Verilen metin:

•••

Kalemi kâğıda dokundurmayalı bir hayli vakit geçti. Cümleler incindi, kelimeler bir araya gelemiyor, her hece ayrı kaprislerde.

Kış mevsimi çetin geçmişti. Bahar güz tadında yaz desen muamma. Baharın ayaza çalan meltemi;  zarif parmaklarından bileklerine, siyah saçlarının döküldüğü omuzlarından kurumuş dudaklarına kadar işlemişti.  Mevsimler nağme nağme nüfus etmişti bedenine, ruhuna, gölüne ve fikrine.

Takvim Bahar aylarını gösterirken, bu kent sonbahar ayazında!

Gün batıyor, akşamın esintisi günün yorgunluğu ile omuzlarına ağırlığını bırakıyor. Bahçe kapısını aralayıp ahşap merdivenlerden ağır adımlarla çıkıyor, evin kapısını açıp derin bir nefes ile kalabalık bir günü daha ardında bırakıyor.

Müziğin notalarında kaybolmak, kitap sahifelerinin kokusu koynunda çayını yudumlamak!

•••

Çıkarılan bilgiler:
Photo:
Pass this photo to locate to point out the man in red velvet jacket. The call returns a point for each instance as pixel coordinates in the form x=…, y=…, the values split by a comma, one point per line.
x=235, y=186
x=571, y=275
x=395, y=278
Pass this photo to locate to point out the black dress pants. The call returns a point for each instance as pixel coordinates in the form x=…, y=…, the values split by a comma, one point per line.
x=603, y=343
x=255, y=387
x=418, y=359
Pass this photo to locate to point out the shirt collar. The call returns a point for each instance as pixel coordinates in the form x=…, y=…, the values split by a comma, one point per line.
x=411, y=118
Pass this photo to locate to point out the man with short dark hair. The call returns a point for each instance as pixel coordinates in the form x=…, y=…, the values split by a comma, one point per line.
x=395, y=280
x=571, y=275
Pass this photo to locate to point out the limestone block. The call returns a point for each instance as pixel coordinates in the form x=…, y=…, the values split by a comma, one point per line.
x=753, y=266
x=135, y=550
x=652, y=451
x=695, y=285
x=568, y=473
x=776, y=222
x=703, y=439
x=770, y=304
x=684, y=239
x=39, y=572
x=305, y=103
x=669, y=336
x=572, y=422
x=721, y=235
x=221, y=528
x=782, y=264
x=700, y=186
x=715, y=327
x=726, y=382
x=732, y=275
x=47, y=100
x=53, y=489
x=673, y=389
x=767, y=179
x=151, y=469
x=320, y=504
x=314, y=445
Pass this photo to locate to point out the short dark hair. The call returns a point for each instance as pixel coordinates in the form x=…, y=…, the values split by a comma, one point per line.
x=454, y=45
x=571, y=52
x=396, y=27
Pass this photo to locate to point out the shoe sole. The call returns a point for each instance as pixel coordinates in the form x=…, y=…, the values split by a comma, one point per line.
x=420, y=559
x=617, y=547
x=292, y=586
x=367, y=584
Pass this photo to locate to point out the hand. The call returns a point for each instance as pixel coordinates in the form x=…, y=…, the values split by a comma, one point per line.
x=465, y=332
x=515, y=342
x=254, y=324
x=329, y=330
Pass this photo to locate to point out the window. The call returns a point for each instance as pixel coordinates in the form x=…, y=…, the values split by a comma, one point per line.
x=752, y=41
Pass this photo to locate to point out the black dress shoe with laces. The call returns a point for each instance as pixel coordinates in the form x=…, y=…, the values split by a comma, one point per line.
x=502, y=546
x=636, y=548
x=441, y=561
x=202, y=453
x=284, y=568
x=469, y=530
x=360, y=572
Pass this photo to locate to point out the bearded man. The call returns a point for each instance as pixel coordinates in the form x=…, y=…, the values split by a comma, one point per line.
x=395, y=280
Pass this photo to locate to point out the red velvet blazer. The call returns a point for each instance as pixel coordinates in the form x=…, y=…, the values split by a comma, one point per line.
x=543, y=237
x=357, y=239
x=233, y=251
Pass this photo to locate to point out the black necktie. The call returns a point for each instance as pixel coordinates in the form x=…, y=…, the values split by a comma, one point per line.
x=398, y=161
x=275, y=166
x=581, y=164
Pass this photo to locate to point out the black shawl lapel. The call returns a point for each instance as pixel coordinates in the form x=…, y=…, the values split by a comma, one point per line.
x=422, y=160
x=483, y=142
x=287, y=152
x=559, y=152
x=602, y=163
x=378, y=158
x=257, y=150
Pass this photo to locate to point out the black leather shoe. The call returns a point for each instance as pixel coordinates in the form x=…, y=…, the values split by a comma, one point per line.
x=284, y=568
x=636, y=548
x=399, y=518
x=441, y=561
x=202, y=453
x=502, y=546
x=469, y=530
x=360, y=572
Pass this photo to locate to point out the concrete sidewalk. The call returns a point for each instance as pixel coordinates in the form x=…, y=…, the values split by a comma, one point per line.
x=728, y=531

•••

Görev tanımı A: Mevsimler üzerine olan metne göre, takvim bahar aylarını gösterirken kent hangi mevsimin ayazındadır?
Görev tanımı B: Mevsimler üzerine olan metni son cümlesinden sonra sürdürün.

Yazılı yanıt A: Sonbahar ayazındadır.

Yazılı yanıt B:
An gelir derin bir sessizlik kaplar zamanı, ne sohbetin hatırı ne çayın tadı kalır. İnceden  düşünmek payına düşen. Dalarsın gecenin deminde, sabahın seherinde! Kırık dökük cümleler saçılmış sere serpe yüreğine.

Özgürlük serenatları haykırıyor geceye, aldatmasın bu haykırışlar. Özgürlüğünü çarmıha germiş haberi yok! Ne selama ne kelama yakın! Yakamozun gölgesinde özgürlük çağırıyorken O prangalar ile kadeh kaldırıyor heyhat!

Ne muazzam bir tezat!

Ruhunu daraltan serenatlara inat bitmeyen bir heyecan yüreğinde. Çatlamış dudaklardan dökülen bir “merhaba” ne kadar heyecan verebilir ki? Ne kadarsa o kadar! Güneşi selama sığdıranlar bitmesin.

Sevgilerimle.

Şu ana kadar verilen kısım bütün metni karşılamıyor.